(Records contained in a dataset)
*** Begin section ***

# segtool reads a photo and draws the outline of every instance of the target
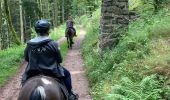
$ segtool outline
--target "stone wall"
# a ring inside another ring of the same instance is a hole
[[[102,0],[100,20],[100,48],[114,47],[121,29],[128,26],[128,0]]]

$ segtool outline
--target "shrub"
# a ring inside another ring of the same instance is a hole
[[[94,100],[167,99],[170,94],[167,91],[170,86],[166,83],[168,73],[160,73],[165,70],[170,55],[170,46],[166,42],[170,29],[169,10],[165,8],[153,15],[141,12],[145,16],[131,22],[119,44],[105,51],[103,56],[98,48],[99,12],[94,12],[84,24],[87,25],[87,35],[82,46]],[[83,18],[87,20],[86,16]],[[165,67],[163,71],[154,71],[157,64]]]

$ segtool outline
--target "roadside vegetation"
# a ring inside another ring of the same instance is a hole
[[[133,2],[135,1],[135,2]],[[133,3],[133,4],[132,4]],[[170,7],[130,0],[132,20],[118,45],[101,56],[100,9],[80,18],[87,35],[82,52],[94,100],[170,99]]]

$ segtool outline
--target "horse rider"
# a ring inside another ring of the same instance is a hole
[[[70,72],[60,66],[62,56],[57,42],[50,39],[50,22],[47,20],[38,20],[35,24],[35,31],[38,37],[31,39],[27,43],[24,51],[25,60],[28,65],[22,76],[22,86],[25,82],[36,75],[48,75],[63,80],[70,100],[78,98],[72,91],[72,82]]]
[[[66,21],[66,31],[65,31],[65,37],[68,36],[68,30],[71,29],[73,31],[73,36],[77,36],[76,35],[76,29],[74,28],[74,24],[75,22],[73,21],[73,18],[71,16],[68,17],[68,20]]]

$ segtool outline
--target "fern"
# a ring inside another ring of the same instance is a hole
[[[126,100],[156,100],[160,98],[160,92],[159,82],[155,80],[155,75],[144,78],[140,83],[132,82],[129,78],[123,77],[119,85],[112,86],[112,92],[107,95],[107,98],[117,97],[118,100],[119,97],[126,98]]]

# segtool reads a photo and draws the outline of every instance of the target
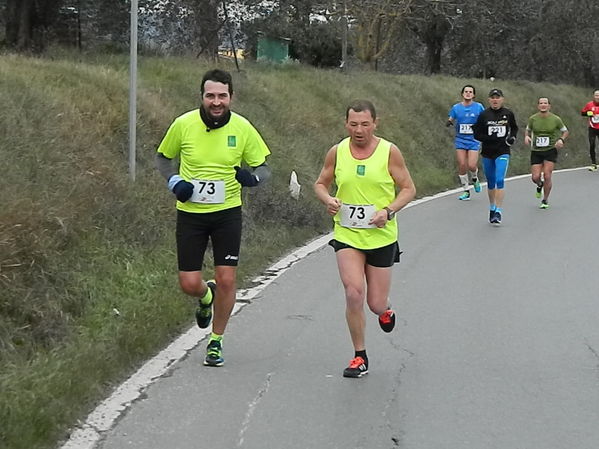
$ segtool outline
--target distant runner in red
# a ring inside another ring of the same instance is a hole
[[[595,155],[595,139],[599,138],[599,89],[593,92],[593,101],[584,105],[581,115],[589,118],[589,153],[591,155],[590,171],[597,171],[597,156]]]

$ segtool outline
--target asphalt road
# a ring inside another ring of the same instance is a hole
[[[599,174],[556,173],[549,210],[528,178],[399,214],[396,329],[368,316],[353,356],[331,248],[298,262],[102,435],[101,449],[597,449]],[[173,279],[173,282],[175,280]]]

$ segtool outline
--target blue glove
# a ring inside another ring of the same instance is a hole
[[[514,143],[516,143],[516,138],[514,136],[508,136],[505,139],[505,143],[508,144],[508,146],[512,146]]]
[[[184,203],[193,194],[193,184],[185,181],[179,175],[173,175],[168,180],[168,189],[175,194],[177,199]]]
[[[249,170],[241,167],[233,167],[235,169],[235,179],[244,187],[255,187],[260,182],[260,179]]]

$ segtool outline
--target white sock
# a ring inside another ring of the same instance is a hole
[[[472,179],[472,182],[478,181],[478,168],[470,172],[470,179]]]
[[[462,184],[464,190],[468,190],[468,174],[458,175],[458,178],[460,178],[460,184]]]

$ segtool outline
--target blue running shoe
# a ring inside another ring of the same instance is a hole
[[[458,196],[458,200],[460,200],[460,201],[470,201],[470,192],[466,191],[466,192],[462,193],[460,196]]]
[[[477,179],[476,181],[474,181],[474,191],[476,193],[480,193],[480,191],[482,190],[481,186],[480,186],[480,181]]]
[[[541,204],[539,205],[539,209],[549,209],[549,203],[547,203],[547,200],[541,200]]]

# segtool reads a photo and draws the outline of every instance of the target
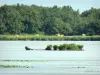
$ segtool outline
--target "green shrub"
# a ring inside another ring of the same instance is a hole
[[[62,45],[48,45],[46,47],[45,50],[52,50],[52,47],[53,47],[53,50],[82,50],[83,48],[83,45],[77,45],[77,44],[62,44]]]
[[[77,47],[82,50],[83,45],[77,45]]]
[[[62,44],[60,46],[58,46],[59,50],[67,50],[68,45],[67,44]]]
[[[27,47],[27,46],[25,46],[25,49],[26,49],[26,50],[31,50],[31,49],[30,49],[29,47]]]
[[[64,49],[64,50],[67,50],[68,44],[63,44],[62,46],[63,46],[63,49]]]
[[[54,46],[53,46],[53,49],[54,49],[54,50],[57,50],[57,49],[58,49],[58,46],[57,46],[57,45],[54,45]]]
[[[69,44],[67,49],[68,50],[80,50],[76,44]]]
[[[52,45],[47,45],[45,50],[52,50]]]
[[[68,44],[62,44],[60,46],[58,46],[59,50],[67,50]]]
[[[58,46],[59,50],[64,50],[63,45]]]

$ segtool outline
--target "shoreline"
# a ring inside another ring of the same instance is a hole
[[[100,41],[100,36],[0,35],[0,41]]]

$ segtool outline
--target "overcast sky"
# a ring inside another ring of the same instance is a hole
[[[42,6],[63,6],[63,5],[70,5],[74,10],[79,9],[80,12],[84,10],[88,10],[91,7],[100,8],[100,0],[0,0],[0,5],[4,4],[35,4],[35,5],[42,5]]]

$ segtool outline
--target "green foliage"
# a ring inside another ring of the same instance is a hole
[[[61,45],[53,45],[53,50],[82,50],[83,45],[77,45],[77,44],[61,44]],[[46,50],[52,50],[52,45],[48,45],[46,47]]]
[[[69,44],[67,47],[68,50],[80,50],[79,46],[76,44]]]
[[[52,50],[52,45],[47,45],[45,50]]]
[[[31,50],[31,49],[30,49],[29,47],[27,47],[27,46],[25,46],[25,49],[26,49],[26,50]]]
[[[77,47],[82,50],[83,45],[77,45]]]
[[[67,50],[68,44],[62,44],[58,46],[59,50]]]
[[[59,50],[64,50],[63,45],[58,46]]]
[[[0,35],[0,40],[66,40],[66,41],[100,41],[100,36],[44,36],[44,35]]]
[[[0,68],[33,68],[33,66],[20,66],[20,65],[0,65]]]
[[[57,50],[57,49],[58,49],[58,46],[57,46],[57,45],[54,45],[54,46],[53,46],[53,49],[54,49],[54,50]]]
[[[43,7],[17,4],[0,7],[0,34],[81,35],[83,33],[100,35],[100,9],[91,8],[80,14],[71,6]]]

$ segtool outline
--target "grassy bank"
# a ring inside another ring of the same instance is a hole
[[[0,40],[100,41],[100,36],[0,35]]]

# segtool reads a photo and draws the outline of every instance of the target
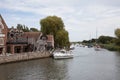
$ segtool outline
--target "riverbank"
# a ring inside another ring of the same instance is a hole
[[[108,49],[110,51],[119,51],[120,52],[120,46],[116,46],[114,44],[100,44],[101,47]]]
[[[0,64],[17,62],[17,61],[25,61],[25,60],[31,60],[31,59],[47,58],[47,57],[50,57],[51,55],[52,54],[48,51],[2,55],[0,56]]]

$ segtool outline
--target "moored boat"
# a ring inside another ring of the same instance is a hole
[[[67,59],[67,58],[73,58],[72,51],[66,51],[65,49],[54,51],[53,52],[53,58],[54,59]]]

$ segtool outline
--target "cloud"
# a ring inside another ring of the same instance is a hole
[[[119,0],[1,0],[0,10],[7,11],[2,12],[9,26],[21,23],[38,29],[40,19],[59,16],[71,41],[95,38],[96,28],[98,36],[114,36],[120,25]]]

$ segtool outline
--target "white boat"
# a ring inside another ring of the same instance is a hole
[[[73,58],[72,51],[66,51],[65,49],[54,51],[53,52],[53,58],[54,59],[67,59],[67,58]]]

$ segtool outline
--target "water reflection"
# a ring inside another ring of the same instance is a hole
[[[73,59],[0,65],[0,80],[120,80],[120,53],[77,47]]]
[[[63,80],[68,79],[69,60],[52,58],[0,66],[0,80]]]

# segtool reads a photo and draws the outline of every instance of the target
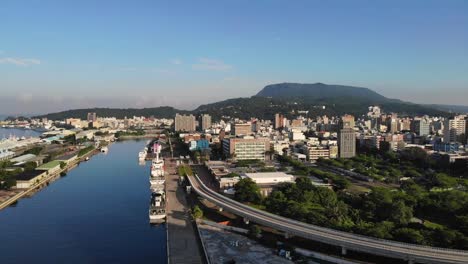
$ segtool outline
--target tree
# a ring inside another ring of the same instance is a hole
[[[403,201],[393,203],[390,210],[389,219],[399,225],[407,225],[413,217],[413,209],[406,206]]]
[[[260,188],[250,178],[244,178],[239,180],[234,185],[236,191],[234,198],[240,202],[260,203],[262,201],[262,195],[260,194]]]
[[[253,238],[259,238],[262,234],[262,229],[258,225],[250,225],[249,235]]]
[[[393,231],[393,238],[407,243],[425,244],[424,236],[416,229],[399,228]]]
[[[24,164],[25,171],[33,171],[37,167],[36,162],[28,161]]]
[[[67,163],[65,163],[65,162],[63,162],[63,161],[60,162],[60,168],[61,168],[61,169],[65,168],[66,166],[67,166]]]
[[[195,218],[195,219],[200,219],[200,218],[203,217],[203,211],[198,205],[195,205],[193,207],[192,217]]]

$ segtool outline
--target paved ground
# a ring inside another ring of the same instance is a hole
[[[204,263],[200,253],[198,234],[194,230],[188,215],[185,193],[178,186],[178,175],[174,175],[175,164],[165,160],[167,228],[169,264]]]
[[[290,264],[266,248],[245,236],[216,227],[199,224],[200,234],[211,263]]]

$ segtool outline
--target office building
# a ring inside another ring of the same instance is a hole
[[[340,129],[338,133],[338,147],[340,158],[356,156],[356,135],[352,128]]]
[[[265,152],[270,149],[268,138],[226,138],[223,152],[236,160],[265,160]]]
[[[344,115],[340,120],[340,128],[353,128],[355,126],[354,116]]]
[[[248,136],[252,134],[252,124],[250,123],[237,123],[234,124],[234,135]]]
[[[444,121],[444,142],[466,142],[466,120],[465,116],[455,116]]]
[[[196,130],[196,120],[193,115],[176,114],[174,129],[176,132],[193,132]]]

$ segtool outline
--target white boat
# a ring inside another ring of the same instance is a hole
[[[164,171],[164,160],[159,158],[161,153],[161,145],[154,144],[153,151],[156,157],[151,162],[151,186],[164,185],[165,183],[165,171]]]
[[[107,147],[102,147],[101,148],[101,152],[107,153],[107,151],[109,151],[109,149]]]
[[[89,160],[89,156],[88,156],[88,157],[86,157],[86,158],[85,158],[85,160],[86,160],[86,161],[88,161],[88,160]]]
[[[151,189],[150,222],[166,218],[166,193],[164,189]]]
[[[138,153],[138,159],[140,159],[140,160],[146,159],[146,151],[140,151]]]

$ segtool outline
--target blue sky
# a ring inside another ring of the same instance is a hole
[[[0,5],[0,114],[191,109],[277,82],[468,105],[468,1]]]

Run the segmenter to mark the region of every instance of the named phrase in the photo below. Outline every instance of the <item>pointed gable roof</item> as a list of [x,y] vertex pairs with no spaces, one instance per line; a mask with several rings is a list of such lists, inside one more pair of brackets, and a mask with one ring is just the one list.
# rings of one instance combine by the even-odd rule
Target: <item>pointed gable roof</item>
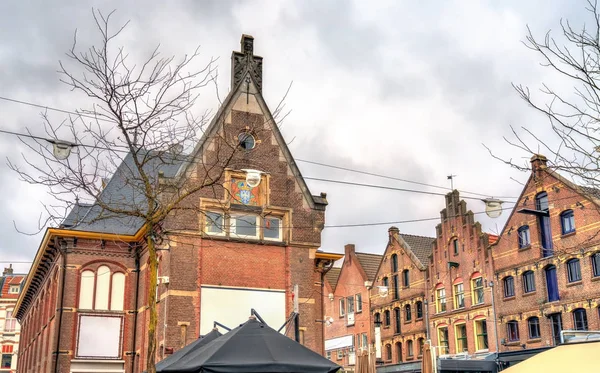
[[327,273],[325,273],[325,279],[331,285],[331,290],[335,291],[335,287],[337,286],[338,279],[340,278],[340,272],[342,272],[342,268],[333,267]]
[[379,264],[381,263],[383,255],[370,253],[356,253],[356,258],[358,259],[360,266],[365,271],[367,279],[369,281],[373,281],[375,279],[375,276],[377,275],[377,269],[379,268]]
[[427,266],[429,255],[433,251],[433,237],[415,236],[401,233],[400,236],[408,245],[408,249],[419,259],[422,265]]

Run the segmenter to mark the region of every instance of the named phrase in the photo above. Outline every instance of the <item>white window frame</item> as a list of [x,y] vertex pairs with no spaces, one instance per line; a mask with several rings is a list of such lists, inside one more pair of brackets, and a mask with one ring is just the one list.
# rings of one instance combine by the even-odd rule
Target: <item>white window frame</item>
[[[256,226],[256,234],[255,235],[249,235],[249,234],[238,234],[235,231],[236,228],[236,221],[237,218],[242,218],[242,219],[247,219],[250,220],[251,218],[254,218],[254,224]],[[234,237],[234,238],[252,238],[252,239],[258,239],[260,237],[260,224],[258,222],[258,215],[254,215],[254,214],[239,214],[239,213],[234,213],[231,214],[229,217],[229,236],[230,237]]]
[[8,294],[19,294],[19,288],[19,285],[10,285],[10,287],[8,288]]
[[337,350],[337,359],[342,360],[343,357],[344,357],[344,351],[342,351],[341,349]]
[[354,309],[356,313],[362,312],[362,294],[358,293],[355,295],[356,300],[354,301]]
[[[265,231],[267,229],[267,219],[277,219],[279,220],[279,237],[277,238],[271,238],[271,237],[266,237],[265,236]],[[265,241],[276,241],[276,242],[281,242],[283,241],[283,218],[280,216],[267,216],[263,219],[264,224],[261,226],[262,228],[262,235],[263,235],[263,239]]]
[[340,317],[346,314],[346,298],[340,299]]
[[[208,230],[208,224],[210,222],[210,218],[208,217],[208,214],[217,214],[221,216],[221,221],[222,221],[222,226],[221,226],[221,233],[218,232],[210,232]],[[211,235],[211,236],[225,236],[227,234],[227,225],[225,225],[225,214],[222,211],[206,211],[205,215],[204,215],[204,233]]]

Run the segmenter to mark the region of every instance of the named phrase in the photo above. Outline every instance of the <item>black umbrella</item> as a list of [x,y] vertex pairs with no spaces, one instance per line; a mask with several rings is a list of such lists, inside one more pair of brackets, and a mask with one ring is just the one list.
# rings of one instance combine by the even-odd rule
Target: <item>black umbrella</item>
[[213,340],[217,339],[218,337],[220,337],[222,335],[223,334],[219,333],[219,331],[217,329],[213,329],[210,333],[206,334],[203,337],[196,339],[194,342],[185,346],[181,350],[178,350],[173,355],[158,362],[156,364],[156,372],[157,373],[166,372],[164,369],[170,367],[171,365],[173,365],[174,363],[179,361],[181,358],[186,356],[188,353],[201,348],[202,346],[208,344],[209,342],[212,342]]
[[341,367],[251,317],[162,372],[334,373]]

*** End section ***

__Task description__
Your answer should be one number: the count of lines in the records above that contain "green".

__Solution to the problem__
2